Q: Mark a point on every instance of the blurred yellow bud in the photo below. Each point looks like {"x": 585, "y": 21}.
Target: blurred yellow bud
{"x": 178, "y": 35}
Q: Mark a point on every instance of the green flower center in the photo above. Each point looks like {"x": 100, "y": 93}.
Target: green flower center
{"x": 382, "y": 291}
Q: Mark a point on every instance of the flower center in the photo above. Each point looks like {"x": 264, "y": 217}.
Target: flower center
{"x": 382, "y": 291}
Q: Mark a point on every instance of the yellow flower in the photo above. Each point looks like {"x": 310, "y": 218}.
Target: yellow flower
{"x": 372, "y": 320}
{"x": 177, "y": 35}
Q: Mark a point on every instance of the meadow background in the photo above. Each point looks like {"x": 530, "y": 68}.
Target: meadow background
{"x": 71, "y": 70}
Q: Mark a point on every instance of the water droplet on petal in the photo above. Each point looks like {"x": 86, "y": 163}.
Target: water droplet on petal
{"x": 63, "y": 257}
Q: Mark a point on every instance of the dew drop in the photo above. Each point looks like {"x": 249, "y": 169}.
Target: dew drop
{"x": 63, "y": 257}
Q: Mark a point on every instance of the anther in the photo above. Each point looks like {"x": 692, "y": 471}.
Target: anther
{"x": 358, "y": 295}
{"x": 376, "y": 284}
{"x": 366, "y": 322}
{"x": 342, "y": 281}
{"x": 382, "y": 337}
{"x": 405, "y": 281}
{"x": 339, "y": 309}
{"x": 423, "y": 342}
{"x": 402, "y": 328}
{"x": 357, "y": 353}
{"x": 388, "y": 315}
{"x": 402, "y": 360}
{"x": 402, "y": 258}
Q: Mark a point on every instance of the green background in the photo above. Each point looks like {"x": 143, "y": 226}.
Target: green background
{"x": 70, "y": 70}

■ ■ ■ ■ ■

● WHAT THE TASK ASKS:
Copy out the stretch of entries from the line containing "Q: Mark a point on every instance of the green background" through the end of the entries, word for word.

● SOLUTION TO THE PROBLEM:
Q: Mark a point on every instance of the green background in the photo above. Each point looks like {"x": 143, "y": 226}.
Target: green background
{"x": 70, "y": 70}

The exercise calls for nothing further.